Report the number of lines in the data below where the string "segment" shows up, and only that number.

Record set -

————————

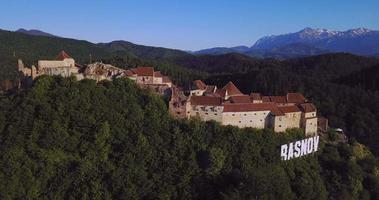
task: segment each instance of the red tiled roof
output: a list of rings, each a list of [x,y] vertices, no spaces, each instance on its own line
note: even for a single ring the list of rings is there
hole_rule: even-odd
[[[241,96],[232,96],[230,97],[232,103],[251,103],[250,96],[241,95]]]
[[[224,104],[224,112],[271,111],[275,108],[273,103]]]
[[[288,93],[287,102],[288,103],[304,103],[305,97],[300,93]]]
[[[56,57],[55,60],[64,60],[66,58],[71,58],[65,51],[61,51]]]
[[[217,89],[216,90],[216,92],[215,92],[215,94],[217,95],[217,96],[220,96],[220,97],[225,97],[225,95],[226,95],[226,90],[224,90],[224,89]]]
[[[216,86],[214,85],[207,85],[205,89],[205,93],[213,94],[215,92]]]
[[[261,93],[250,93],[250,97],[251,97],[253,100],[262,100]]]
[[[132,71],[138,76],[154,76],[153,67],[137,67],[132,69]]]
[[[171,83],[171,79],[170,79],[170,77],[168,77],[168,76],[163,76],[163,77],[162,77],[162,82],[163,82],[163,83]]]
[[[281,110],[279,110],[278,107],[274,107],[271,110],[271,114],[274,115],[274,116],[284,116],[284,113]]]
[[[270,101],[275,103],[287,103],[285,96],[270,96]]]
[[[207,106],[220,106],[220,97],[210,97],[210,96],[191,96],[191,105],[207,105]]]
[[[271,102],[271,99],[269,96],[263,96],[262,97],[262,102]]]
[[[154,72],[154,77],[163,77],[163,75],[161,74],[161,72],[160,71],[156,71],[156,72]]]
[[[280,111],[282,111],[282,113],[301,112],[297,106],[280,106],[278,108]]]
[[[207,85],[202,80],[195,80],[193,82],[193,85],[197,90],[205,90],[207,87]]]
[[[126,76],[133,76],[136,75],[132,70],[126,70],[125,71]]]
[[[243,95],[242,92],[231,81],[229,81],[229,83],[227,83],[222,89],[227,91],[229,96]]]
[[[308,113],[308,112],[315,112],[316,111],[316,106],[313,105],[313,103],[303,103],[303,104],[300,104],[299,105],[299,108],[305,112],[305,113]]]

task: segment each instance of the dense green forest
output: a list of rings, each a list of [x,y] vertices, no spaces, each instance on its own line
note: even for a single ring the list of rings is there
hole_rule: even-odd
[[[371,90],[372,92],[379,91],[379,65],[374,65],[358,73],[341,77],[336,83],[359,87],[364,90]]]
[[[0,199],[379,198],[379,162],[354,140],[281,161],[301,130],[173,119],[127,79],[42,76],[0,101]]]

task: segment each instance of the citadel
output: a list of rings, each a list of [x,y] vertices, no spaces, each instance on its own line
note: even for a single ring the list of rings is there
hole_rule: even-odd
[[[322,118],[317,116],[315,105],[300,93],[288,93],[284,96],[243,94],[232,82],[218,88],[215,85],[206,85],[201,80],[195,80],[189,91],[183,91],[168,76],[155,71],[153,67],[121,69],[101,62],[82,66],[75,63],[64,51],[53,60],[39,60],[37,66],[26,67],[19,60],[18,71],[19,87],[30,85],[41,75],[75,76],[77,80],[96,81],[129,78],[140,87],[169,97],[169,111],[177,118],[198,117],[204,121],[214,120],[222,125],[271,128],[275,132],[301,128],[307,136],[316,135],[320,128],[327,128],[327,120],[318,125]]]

————————

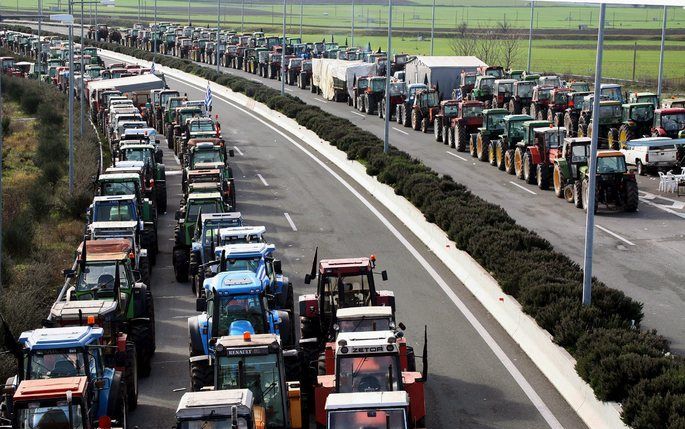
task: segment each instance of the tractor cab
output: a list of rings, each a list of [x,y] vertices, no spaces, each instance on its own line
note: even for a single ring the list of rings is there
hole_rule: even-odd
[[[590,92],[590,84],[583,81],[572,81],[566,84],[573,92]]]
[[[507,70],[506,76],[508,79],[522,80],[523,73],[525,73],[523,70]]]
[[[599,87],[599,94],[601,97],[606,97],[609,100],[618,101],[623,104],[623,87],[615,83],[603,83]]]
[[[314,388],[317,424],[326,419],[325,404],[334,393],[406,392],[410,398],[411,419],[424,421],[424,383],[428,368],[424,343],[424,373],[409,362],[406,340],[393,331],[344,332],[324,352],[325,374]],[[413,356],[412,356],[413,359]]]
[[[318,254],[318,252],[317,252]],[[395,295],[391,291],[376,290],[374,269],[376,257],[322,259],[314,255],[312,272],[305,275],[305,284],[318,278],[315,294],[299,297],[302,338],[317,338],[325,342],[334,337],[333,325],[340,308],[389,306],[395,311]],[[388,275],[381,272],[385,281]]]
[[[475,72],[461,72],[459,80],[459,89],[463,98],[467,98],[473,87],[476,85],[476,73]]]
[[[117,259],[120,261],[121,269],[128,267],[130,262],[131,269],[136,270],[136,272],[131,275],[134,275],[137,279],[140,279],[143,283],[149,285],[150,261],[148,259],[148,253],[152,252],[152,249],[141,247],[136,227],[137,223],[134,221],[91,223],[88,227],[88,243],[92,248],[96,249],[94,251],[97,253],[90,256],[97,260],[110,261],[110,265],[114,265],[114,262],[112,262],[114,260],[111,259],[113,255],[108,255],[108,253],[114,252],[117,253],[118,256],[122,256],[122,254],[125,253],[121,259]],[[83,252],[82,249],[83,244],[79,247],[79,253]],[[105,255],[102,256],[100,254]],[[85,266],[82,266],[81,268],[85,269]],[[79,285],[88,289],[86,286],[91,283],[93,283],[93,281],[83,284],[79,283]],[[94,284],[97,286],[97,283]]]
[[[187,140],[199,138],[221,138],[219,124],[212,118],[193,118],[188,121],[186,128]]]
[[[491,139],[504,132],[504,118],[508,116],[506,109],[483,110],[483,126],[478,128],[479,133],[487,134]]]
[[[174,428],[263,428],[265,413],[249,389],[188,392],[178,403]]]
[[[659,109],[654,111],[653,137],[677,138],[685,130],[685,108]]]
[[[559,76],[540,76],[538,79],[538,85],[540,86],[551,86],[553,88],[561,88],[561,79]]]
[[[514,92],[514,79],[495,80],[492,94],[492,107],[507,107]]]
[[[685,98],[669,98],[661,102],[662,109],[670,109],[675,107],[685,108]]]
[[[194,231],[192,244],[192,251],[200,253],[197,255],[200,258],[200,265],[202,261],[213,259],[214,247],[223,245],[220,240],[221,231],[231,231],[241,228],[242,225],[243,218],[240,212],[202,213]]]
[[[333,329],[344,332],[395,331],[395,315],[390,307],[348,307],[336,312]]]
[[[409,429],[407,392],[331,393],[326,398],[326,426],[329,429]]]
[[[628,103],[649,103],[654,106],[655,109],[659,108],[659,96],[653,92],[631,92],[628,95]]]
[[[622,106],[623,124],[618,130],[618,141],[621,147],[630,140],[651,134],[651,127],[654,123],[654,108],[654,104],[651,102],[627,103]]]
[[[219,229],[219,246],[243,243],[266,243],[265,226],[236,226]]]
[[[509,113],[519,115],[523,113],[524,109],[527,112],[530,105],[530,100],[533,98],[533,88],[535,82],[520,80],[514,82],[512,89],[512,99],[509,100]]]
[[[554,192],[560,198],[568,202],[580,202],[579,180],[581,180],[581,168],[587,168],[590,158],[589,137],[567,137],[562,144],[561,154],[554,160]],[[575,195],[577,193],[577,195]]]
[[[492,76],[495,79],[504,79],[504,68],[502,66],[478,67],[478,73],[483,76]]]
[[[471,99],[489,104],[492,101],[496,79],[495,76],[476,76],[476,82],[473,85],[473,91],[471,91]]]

————————

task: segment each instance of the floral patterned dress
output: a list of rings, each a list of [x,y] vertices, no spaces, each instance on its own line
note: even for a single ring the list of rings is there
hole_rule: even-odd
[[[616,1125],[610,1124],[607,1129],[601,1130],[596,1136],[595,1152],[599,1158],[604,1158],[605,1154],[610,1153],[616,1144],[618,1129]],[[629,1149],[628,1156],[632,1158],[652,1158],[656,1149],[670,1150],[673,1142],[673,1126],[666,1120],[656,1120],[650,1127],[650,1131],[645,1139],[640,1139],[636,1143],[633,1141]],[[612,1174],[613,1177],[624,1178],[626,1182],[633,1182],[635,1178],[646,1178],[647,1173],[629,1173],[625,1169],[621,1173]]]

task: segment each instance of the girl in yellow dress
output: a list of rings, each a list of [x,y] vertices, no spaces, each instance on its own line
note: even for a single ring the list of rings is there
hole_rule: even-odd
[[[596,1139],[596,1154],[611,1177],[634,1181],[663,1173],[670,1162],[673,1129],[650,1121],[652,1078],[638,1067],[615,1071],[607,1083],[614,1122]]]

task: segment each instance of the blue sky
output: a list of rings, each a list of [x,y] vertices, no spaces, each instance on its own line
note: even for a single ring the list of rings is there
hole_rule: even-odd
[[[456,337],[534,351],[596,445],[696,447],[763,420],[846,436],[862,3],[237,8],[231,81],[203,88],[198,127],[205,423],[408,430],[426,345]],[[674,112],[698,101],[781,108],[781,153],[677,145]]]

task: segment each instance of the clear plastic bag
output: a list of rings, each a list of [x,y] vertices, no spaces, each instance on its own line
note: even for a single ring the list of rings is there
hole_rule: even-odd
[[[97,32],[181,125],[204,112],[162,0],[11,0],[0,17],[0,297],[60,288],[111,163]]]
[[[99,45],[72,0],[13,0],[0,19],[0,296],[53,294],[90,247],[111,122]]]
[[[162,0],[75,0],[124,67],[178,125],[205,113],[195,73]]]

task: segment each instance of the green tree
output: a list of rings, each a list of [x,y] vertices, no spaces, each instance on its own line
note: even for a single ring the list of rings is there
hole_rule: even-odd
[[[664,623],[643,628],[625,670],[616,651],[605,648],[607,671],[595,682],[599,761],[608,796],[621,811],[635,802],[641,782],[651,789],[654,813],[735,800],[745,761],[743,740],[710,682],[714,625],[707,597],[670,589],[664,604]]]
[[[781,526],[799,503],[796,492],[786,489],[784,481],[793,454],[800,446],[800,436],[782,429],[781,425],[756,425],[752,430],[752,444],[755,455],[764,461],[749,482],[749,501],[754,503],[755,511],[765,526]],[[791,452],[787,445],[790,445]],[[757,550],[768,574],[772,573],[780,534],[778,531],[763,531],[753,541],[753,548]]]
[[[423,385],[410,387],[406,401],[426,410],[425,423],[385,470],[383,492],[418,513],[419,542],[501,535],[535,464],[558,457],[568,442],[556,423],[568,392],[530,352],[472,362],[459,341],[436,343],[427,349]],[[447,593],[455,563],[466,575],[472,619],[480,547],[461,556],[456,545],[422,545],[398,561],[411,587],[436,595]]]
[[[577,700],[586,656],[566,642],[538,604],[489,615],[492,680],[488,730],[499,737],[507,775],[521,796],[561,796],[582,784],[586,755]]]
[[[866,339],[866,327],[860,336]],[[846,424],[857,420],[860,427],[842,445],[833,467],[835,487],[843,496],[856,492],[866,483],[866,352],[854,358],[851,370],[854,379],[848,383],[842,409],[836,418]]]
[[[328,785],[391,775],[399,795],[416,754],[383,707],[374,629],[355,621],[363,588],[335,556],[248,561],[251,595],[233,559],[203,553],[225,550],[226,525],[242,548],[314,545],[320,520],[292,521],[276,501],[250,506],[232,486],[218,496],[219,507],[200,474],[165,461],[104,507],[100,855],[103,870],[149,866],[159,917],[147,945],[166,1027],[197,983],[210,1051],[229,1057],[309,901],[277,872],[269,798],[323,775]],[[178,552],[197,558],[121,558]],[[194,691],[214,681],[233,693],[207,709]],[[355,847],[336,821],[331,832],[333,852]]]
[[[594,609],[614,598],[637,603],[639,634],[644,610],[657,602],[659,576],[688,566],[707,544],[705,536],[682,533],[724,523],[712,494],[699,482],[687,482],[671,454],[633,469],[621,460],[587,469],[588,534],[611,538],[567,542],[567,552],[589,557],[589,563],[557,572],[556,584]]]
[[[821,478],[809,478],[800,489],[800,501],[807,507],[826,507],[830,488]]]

————————

Reply to the task - 9